----- RECORD SET -----

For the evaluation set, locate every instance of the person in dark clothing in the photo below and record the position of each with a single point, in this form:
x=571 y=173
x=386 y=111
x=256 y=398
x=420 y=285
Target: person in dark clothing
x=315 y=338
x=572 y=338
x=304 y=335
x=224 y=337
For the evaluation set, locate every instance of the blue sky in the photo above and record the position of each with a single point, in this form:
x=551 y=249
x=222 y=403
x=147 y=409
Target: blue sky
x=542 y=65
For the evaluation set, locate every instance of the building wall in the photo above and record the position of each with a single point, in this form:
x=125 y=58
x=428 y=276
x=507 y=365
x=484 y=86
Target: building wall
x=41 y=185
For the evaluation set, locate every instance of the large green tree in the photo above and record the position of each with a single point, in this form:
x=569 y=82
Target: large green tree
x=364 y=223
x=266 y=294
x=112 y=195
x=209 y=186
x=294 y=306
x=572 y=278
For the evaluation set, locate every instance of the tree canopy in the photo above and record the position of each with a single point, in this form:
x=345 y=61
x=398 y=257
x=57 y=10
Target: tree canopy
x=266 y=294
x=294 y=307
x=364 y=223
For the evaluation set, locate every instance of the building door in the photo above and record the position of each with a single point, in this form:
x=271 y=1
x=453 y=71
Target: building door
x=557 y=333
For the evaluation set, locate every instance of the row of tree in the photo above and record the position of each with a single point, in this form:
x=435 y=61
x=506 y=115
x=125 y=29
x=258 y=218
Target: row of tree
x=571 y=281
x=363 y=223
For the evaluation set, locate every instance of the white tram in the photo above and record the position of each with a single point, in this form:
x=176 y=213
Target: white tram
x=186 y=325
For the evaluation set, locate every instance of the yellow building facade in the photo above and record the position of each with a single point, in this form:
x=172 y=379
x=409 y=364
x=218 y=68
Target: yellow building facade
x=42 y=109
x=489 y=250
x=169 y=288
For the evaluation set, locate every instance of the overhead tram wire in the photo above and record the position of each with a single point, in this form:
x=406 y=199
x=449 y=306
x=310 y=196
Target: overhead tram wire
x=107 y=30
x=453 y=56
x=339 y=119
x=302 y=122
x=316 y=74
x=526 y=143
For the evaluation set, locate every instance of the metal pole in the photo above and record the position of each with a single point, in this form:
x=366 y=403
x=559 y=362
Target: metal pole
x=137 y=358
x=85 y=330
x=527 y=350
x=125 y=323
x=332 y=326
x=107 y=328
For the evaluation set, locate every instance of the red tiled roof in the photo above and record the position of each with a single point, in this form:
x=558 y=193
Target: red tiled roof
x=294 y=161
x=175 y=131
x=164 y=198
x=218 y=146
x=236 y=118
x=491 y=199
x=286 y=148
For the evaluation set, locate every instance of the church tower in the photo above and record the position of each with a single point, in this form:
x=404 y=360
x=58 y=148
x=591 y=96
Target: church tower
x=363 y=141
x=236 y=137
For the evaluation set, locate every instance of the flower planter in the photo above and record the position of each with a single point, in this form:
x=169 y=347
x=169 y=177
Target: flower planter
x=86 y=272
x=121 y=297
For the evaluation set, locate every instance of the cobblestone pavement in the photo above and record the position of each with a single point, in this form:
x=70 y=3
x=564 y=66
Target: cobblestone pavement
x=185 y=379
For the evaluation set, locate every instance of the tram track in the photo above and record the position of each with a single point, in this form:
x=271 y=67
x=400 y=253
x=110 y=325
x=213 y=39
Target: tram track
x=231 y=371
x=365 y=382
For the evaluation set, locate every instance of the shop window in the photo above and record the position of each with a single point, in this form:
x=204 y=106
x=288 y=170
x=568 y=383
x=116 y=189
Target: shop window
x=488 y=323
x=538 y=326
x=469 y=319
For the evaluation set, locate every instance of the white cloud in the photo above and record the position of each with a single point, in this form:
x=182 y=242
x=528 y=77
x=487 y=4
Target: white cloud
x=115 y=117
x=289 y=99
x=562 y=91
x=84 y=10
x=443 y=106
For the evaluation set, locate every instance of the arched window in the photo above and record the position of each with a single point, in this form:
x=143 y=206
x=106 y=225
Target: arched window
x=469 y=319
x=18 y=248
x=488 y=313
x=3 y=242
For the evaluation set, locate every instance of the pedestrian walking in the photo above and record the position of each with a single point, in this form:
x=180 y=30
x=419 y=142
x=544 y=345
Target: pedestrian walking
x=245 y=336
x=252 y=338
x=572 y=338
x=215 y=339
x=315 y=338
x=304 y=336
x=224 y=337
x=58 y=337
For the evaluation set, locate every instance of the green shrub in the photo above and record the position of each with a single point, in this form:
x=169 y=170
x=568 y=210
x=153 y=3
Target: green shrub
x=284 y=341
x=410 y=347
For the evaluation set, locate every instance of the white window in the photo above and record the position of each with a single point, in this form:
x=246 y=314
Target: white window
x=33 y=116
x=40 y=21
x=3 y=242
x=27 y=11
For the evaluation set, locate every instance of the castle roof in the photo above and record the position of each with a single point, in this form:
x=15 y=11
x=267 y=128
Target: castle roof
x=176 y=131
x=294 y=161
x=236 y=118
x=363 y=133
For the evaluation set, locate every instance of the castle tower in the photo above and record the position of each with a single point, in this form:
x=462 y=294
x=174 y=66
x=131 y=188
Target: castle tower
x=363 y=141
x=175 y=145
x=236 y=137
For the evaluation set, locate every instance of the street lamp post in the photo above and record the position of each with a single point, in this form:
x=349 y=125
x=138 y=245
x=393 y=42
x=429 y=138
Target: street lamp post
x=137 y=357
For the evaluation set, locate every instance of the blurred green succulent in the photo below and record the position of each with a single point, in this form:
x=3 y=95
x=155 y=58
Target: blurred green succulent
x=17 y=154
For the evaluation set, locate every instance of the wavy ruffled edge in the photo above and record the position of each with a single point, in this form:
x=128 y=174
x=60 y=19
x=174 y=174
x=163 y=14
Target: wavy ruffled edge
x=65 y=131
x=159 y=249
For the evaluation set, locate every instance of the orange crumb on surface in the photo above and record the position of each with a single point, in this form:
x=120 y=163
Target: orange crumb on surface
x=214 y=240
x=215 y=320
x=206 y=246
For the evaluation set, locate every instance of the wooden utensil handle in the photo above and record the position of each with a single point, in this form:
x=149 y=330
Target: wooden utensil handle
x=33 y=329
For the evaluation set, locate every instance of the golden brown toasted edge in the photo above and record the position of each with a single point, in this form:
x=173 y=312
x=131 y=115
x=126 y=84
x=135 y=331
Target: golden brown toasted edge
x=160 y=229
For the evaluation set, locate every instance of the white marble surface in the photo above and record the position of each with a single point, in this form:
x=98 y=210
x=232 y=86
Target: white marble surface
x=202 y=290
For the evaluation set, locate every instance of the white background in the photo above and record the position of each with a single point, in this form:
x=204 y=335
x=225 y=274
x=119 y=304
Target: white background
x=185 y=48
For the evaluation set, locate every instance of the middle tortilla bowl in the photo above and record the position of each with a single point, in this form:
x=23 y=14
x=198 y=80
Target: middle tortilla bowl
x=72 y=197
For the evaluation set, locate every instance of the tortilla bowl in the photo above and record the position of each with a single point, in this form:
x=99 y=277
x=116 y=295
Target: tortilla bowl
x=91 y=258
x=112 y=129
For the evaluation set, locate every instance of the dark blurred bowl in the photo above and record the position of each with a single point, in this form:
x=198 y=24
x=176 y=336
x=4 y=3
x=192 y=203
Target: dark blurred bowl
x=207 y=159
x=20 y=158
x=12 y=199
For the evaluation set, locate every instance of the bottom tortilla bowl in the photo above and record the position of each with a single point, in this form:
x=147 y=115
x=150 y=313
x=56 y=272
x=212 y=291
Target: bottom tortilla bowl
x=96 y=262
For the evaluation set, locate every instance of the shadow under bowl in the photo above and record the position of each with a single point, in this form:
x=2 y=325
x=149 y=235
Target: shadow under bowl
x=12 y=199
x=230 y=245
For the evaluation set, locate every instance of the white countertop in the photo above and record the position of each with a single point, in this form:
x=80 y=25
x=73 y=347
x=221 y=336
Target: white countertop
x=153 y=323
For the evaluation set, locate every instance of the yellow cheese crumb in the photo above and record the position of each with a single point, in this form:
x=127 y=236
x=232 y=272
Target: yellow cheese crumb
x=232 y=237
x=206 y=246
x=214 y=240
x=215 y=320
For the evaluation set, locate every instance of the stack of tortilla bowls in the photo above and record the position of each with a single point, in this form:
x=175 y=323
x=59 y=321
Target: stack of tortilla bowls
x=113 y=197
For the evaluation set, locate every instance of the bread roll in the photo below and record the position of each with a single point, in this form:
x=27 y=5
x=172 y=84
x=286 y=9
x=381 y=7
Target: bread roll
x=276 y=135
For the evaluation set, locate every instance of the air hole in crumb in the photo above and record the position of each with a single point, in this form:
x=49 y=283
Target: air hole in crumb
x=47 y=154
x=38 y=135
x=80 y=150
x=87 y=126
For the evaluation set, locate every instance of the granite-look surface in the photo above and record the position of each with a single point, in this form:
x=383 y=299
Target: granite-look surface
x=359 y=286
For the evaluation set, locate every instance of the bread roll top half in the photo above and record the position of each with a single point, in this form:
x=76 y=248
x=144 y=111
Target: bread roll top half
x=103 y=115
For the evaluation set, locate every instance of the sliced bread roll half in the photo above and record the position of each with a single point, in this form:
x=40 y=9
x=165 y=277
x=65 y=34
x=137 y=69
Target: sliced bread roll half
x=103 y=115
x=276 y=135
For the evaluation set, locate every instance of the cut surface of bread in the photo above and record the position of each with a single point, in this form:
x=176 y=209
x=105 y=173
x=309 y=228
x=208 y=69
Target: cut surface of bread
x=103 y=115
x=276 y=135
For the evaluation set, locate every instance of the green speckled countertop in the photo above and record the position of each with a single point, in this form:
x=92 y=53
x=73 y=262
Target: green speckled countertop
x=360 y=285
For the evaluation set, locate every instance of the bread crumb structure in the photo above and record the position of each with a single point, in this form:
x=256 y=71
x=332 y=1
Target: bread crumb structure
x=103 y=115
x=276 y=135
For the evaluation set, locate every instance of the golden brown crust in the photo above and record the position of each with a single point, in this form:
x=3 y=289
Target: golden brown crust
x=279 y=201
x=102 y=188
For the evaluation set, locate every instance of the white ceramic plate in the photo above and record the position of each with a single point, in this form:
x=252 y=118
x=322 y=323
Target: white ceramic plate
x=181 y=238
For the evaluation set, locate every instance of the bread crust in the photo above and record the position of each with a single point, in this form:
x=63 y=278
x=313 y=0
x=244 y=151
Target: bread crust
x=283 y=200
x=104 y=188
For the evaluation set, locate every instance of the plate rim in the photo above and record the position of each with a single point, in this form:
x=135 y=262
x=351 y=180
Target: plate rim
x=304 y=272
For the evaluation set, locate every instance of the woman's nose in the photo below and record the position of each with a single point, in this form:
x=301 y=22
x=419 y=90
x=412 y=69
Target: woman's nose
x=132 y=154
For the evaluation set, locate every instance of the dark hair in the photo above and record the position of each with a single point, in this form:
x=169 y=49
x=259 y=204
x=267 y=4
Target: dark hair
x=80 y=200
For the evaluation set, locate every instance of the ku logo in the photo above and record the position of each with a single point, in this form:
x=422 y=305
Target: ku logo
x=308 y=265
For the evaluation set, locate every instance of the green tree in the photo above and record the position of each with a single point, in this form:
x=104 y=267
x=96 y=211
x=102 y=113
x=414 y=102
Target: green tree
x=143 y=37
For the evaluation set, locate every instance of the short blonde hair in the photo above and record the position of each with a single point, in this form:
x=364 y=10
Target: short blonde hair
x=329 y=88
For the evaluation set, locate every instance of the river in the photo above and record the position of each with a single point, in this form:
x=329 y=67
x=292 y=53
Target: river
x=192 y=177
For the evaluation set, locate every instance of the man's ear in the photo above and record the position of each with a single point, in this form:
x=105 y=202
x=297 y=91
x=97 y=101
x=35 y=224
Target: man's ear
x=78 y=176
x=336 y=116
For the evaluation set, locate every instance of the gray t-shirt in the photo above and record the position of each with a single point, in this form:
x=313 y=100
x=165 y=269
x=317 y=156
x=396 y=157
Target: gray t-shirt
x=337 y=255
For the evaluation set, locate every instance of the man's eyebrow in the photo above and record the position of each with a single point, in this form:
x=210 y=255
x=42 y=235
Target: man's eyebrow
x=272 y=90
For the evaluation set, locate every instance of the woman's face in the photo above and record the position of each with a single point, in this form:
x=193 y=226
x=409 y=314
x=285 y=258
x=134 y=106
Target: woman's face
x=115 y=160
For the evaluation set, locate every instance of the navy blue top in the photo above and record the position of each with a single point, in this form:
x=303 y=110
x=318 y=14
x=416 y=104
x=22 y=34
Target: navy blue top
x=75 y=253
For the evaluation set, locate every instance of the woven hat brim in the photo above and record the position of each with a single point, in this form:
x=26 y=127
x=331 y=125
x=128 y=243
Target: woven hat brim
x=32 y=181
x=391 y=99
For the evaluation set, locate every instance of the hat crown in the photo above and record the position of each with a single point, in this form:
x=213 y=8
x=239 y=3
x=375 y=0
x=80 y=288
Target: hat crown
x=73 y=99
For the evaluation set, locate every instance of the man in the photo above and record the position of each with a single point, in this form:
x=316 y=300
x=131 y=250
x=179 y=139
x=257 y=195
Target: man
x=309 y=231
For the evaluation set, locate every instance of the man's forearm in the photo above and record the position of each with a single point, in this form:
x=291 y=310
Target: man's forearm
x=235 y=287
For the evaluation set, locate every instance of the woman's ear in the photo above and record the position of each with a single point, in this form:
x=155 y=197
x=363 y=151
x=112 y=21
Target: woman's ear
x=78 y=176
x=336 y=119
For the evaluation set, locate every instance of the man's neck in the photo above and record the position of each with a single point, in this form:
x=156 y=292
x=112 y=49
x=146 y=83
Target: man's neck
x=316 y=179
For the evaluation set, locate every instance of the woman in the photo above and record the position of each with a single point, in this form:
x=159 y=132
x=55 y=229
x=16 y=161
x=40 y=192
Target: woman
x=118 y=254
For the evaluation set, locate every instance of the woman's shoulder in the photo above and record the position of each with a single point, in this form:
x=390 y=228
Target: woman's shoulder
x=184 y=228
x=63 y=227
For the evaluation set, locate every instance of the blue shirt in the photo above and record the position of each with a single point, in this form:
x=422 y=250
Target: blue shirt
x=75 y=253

-----

* _WHAT NEEDS TO BE DONE_
Render the lines of the data above as a numbered list, starting from the first line and continuing up to and including the line containing "x=169 y=288", with blank lines left out.

* _RESPONSE TO THIS EXERCISE_
1. For the evaluation set, locate every instance of the person in dark clothing in the photo below and record the position of each with a single point, in this form:
2. x=571 y=173
3. x=386 y=111
4. x=256 y=398
5. x=420 y=285
6. Target: person in dark clothing
7. x=315 y=338
8. x=572 y=338
9. x=304 y=335
10. x=224 y=337
11. For the evaluation set, locate every instance of the blue sky in the photo above and record the position of each with a single point, in this form:
12. x=551 y=249
13. x=222 y=403
14. x=147 y=409
15. Target: blue sky
16. x=542 y=65
17. For the evaluation set, locate every instance of the building wall in the photo above and record the position of each with a single point, in this form:
18. x=125 y=58
19. x=428 y=276
20. x=507 y=365
21. x=484 y=86
22. Target: building wall
23. x=41 y=185
24. For the evaluation set, locate every instance of the large green tree in the photo above and record the position of each with a single point, in this form:
25. x=569 y=82
26. Target: large green tree
27. x=364 y=223
28. x=266 y=294
29. x=112 y=195
30. x=209 y=186
31. x=294 y=306
32. x=572 y=278
33. For the evaluation set, locate every instance of the tree canopy in the photo above and record the position of each with a single point, in this form:
34. x=345 y=61
35. x=398 y=257
36. x=57 y=10
37. Target: tree canopy
38. x=266 y=294
39. x=294 y=307
40. x=364 y=223
41. For the evaluation set, locate every instance of the building door in the photo above and record the position of each with a single point, in this form:
42. x=271 y=1
43. x=453 y=71
44. Target: building door
45. x=557 y=333
46. For the evaluation set, locate every instance of the row of tree in the photo above and record the position of each with a single point, in this form:
47. x=435 y=61
48. x=506 y=115
49. x=125 y=29
50. x=258 y=218
51. Target: row of tree
52. x=571 y=281
53. x=363 y=223
54. For the evaluation set, locate every instance of the white tram in the photo above and record the position of each with a single point, in this form:
55. x=176 y=213
56. Target: white tram
57. x=186 y=325
58. For the evaluation set, locate every instance of the yellow building facade in the photo above and record the position of each with a single point, in this form:
59. x=172 y=379
60. x=409 y=364
61. x=218 y=68
62. Target: yellow building facade
63. x=42 y=109
64. x=489 y=250
65. x=169 y=288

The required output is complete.